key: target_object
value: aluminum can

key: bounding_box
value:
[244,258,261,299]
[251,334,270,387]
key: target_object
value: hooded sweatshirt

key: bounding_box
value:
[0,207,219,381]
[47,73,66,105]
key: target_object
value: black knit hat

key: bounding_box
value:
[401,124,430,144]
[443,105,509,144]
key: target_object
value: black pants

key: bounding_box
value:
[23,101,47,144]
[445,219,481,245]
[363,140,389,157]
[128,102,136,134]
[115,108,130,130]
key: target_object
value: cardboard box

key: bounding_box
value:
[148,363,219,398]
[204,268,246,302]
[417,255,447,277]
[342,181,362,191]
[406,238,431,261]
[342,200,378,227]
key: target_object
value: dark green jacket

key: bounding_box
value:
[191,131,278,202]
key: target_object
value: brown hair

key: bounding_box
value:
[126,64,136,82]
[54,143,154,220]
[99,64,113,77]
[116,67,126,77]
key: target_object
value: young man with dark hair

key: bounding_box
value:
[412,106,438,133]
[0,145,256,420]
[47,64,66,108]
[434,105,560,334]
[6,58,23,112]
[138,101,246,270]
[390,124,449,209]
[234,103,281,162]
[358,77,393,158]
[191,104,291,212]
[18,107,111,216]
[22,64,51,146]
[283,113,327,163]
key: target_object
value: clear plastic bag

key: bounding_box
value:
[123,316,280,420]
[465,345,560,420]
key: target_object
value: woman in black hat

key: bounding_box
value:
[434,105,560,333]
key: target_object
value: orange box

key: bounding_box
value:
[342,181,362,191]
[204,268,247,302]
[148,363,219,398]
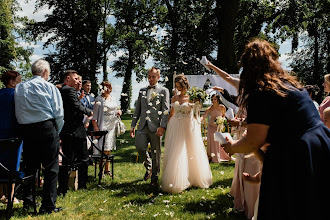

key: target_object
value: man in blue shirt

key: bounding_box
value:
[15,59,64,214]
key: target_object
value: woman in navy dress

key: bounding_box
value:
[223,39,330,219]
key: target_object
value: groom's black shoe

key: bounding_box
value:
[143,169,152,181]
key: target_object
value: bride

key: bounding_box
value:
[161,74,212,193]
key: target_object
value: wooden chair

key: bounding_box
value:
[87,131,114,184]
[0,138,37,219]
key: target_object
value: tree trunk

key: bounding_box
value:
[216,0,239,74]
[120,43,134,112]
[103,0,108,81]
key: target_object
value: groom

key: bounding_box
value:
[130,67,169,187]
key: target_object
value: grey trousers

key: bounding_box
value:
[135,125,162,182]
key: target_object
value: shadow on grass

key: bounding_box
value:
[183,194,246,219]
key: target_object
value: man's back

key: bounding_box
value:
[60,84,91,138]
[15,75,63,129]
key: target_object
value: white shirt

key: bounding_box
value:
[147,82,158,101]
[15,75,64,132]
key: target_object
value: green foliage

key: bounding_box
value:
[0,0,32,74]
[112,0,157,112]
[267,0,330,102]
[28,0,103,87]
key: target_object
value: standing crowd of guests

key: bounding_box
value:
[0,59,121,214]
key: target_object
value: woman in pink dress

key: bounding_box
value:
[319,74,330,122]
[202,94,230,163]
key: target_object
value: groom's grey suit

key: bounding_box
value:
[131,84,170,182]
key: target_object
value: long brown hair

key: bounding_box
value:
[238,39,302,108]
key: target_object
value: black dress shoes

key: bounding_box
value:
[39,207,63,215]
[143,170,152,181]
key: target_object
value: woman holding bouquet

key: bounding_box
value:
[92,81,122,176]
[161,75,212,193]
[202,94,230,163]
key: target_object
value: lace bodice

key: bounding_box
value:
[173,101,192,119]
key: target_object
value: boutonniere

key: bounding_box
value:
[151,92,159,100]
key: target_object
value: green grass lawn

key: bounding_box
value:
[0,115,246,220]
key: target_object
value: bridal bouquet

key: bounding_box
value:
[214,116,227,132]
[188,86,208,103]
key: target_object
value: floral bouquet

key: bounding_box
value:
[214,116,227,132]
[188,86,208,103]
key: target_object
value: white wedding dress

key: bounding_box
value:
[161,102,212,193]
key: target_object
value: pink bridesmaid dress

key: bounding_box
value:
[207,109,230,163]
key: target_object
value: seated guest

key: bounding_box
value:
[0,71,22,203]
[75,75,85,100]
[15,59,64,214]
[59,70,93,195]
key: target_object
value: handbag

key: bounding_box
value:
[116,117,126,137]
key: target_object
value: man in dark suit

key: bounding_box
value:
[80,80,94,109]
[59,70,93,195]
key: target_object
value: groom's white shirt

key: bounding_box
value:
[147,82,158,101]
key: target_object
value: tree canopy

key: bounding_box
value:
[18,0,330,108]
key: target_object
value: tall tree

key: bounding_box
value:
[154,0,215,88]
[267,0,330,101]
[0,0,33,74]
[112,0,157,112]
[29,0,103,90]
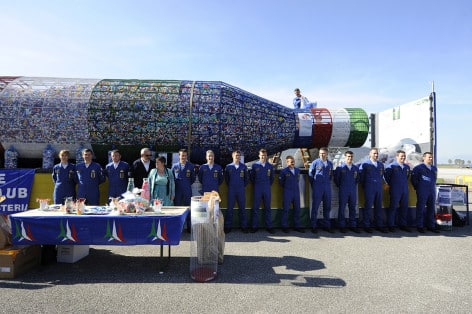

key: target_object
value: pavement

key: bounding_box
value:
[0,218,472,313]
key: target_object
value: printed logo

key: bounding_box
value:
[147,219,168,242]
[57,220,80,243]
[13,221,35,242]
[104,220,126,242]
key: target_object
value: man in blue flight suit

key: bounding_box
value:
[198,150,223,193]
[411,152,439,233]
[224,150,249,233]
[172,148,196,232]
[52,150,76,204]
[308,147,334,233]
[334,150,360,233]
[249,149,275,234]
[279,155,305,233]
[359,147,388,233]
[76,148,105,205]
[105,149,130,198]
[384,150,411,232]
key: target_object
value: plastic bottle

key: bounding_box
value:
[5,145,18,169]
[43,144,55,169]
[141,178,151,201]
[126,178,134,192]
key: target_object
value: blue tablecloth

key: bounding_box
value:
[10,206,189,245]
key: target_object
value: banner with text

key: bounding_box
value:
[0,169,35,214]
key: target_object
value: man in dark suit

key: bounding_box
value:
[129,148,152,188]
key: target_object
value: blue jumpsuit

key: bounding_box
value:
[52,163,76,204]
[411,163,438,228]
[198,164,223,193]
[384,161,411,227]
[249,161,274,229]
[172,161,196,230]
[308,158,333,228]
[359,159,384,228]
[334,163,360,228]
[279,167,300,228]
[105,161,129,197]
[76,162,105,205]
[224,163,249,229]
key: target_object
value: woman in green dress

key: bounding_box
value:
[148,156,175,206]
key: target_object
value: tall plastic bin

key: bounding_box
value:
[190,196,219,282]
[435,185,452,231]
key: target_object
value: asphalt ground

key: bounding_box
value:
[0,217,472,313]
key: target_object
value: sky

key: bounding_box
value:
[0,0,472,163]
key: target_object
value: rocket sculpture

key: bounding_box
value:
[0,76,369,164]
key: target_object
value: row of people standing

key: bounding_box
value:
[53,148,437,233]
[309,148,439,233]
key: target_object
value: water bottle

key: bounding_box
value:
[126,178,134,192]
[141,178,151,201]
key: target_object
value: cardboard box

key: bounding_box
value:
[57,245,90,263]
[0,245,41,278]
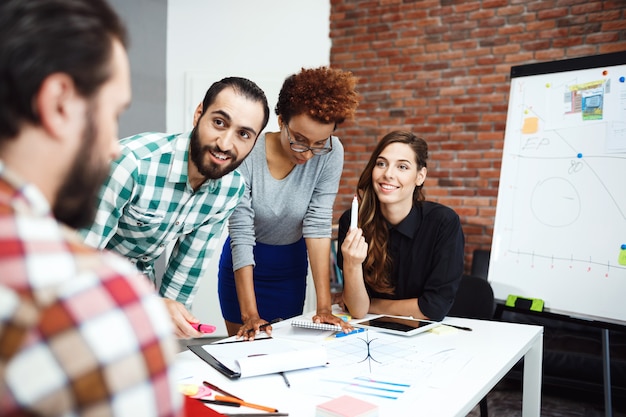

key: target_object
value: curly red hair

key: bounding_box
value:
[275,67,359,125]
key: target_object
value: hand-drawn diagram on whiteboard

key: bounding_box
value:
[489,53,626,323]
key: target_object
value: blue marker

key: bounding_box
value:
[335,327,365,337]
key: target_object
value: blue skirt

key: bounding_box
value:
[217,236,308,323]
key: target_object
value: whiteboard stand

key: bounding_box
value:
[602,328,613,417]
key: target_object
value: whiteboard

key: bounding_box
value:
[488,52,626,324]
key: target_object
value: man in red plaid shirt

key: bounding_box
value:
[0,0,182,417]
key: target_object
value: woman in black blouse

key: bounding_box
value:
[338,131,464,321]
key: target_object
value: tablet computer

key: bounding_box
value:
[351,314,441,336]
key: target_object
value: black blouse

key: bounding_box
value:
[337,201,465,321]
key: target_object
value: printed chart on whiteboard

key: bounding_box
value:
[489,53,626,324]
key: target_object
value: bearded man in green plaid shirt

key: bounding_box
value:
[82,77,269,338]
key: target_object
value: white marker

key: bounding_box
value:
[350,194,359,229]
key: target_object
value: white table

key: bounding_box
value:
[176,318,543,417]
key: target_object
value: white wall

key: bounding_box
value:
[166,0,330,336]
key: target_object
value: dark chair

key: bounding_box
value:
[448,275,496,320]
[448,275,496,417]
[470,249,491,279]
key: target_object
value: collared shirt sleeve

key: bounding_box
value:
[80,147,138,249]
[416,206,465,321]
[0,172,182,417]
[159,173,244,308]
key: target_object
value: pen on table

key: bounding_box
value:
[335,327,365,337]
[247,318,283,333]
[259,319,283,330]
[202,381,243,401]
[196,398,241,407]
[350,194,359,229]
[279,372,291,388]
[441,323,472,332]
[215,395,278,413]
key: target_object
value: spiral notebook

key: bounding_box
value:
[291,320,341,332]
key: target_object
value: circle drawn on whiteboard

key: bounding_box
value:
[530,177,581,227]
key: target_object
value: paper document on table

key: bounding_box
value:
[190,339,328,378]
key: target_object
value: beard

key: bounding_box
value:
[189,125,243,180]
[52,108,110,229]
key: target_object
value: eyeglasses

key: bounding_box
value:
[285,124,333,155]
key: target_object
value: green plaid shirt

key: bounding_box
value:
[81,132,244,308]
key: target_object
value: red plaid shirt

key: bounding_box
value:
[0,165,182,417]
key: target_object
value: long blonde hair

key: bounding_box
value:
[357,131,428,294]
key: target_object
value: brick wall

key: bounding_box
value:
[330,0,626,270]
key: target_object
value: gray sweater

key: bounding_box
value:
[228,134,343,271]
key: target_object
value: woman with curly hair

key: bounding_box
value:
[218,67,358,340]
[337,131,464,321]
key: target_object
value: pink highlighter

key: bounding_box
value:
[192,323,217,333]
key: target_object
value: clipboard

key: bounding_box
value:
[187,342,246,379]
[187,337,328,379]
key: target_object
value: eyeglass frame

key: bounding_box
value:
[285,123,333,156]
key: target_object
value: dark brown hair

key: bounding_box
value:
[0,0,128,141]
[357,131,428,294]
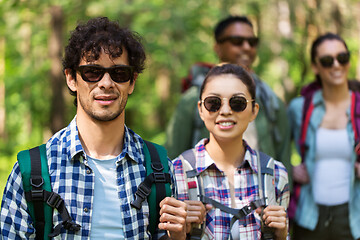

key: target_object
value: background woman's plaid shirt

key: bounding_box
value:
[0,118,175,240]
[173,139,290,239]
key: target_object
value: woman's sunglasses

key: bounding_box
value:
[218,36,259,47]
[201,96,255,112]
[76,65,134,83]
[319,52,350,68]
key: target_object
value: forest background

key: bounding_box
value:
[0,0,360,192]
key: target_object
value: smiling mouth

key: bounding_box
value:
[217,122,235,127]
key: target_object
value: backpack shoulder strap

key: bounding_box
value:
[256,151,276,205]
[351,91,360,159]
[179,148,206,240]
[17,144,53,239]
[17,144,81,240]
[256,151,276,239]
[299,94,314,162]
[131,140,171,235]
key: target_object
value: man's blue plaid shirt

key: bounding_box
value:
[0,118,175,240]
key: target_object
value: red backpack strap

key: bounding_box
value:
[299,94,314,162]
[350,92,360,162]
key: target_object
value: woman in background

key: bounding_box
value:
[173,64,289,239]
[288,33,360,240]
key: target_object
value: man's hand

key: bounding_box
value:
[185,200,212,233]
[256,206,288,240]
[159,197,187,239]
[292,163,310,184]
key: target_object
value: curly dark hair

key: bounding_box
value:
[63,17,146,101]
[214,16,253,42]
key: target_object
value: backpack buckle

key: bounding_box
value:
[131,182,151,209]
[30,176,44,188]
[30,189,44,201]
[46,192,63,209]
[151,162,164,172]
[239,205,252,216]
[63,221,81,232]
[153,172,166,183]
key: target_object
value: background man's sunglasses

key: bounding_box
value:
[201,96,255,112]
[76,65,134,83]
[319,52,350,68]
[218,36,259,47]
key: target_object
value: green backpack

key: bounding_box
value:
[17,141,171,240]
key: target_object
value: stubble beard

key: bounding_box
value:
[79,95,127,122]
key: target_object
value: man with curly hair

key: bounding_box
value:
[0,18,186,240]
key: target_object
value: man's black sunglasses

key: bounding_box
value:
[217,36,259,47]
[75,65,134,83]
[319,52,350,68]
[201,96,255,112]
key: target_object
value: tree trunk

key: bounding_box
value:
[0,38,6,139]
[48,6,66,133]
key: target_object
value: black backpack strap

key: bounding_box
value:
[145,141,167,234]
[131,140,171,238]
[256,151,276,240]
[25,147,45,240]
[18,144,81,239]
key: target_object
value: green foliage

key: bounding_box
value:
[0,0,359,187]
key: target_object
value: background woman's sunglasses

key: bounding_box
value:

**AIM OF THE TASK**
Pull out every line in the records above that contains the word "plastic".

**IN RESPONSE**
value: clear plastic bag
value: plastic bottle
value: tall plastic bin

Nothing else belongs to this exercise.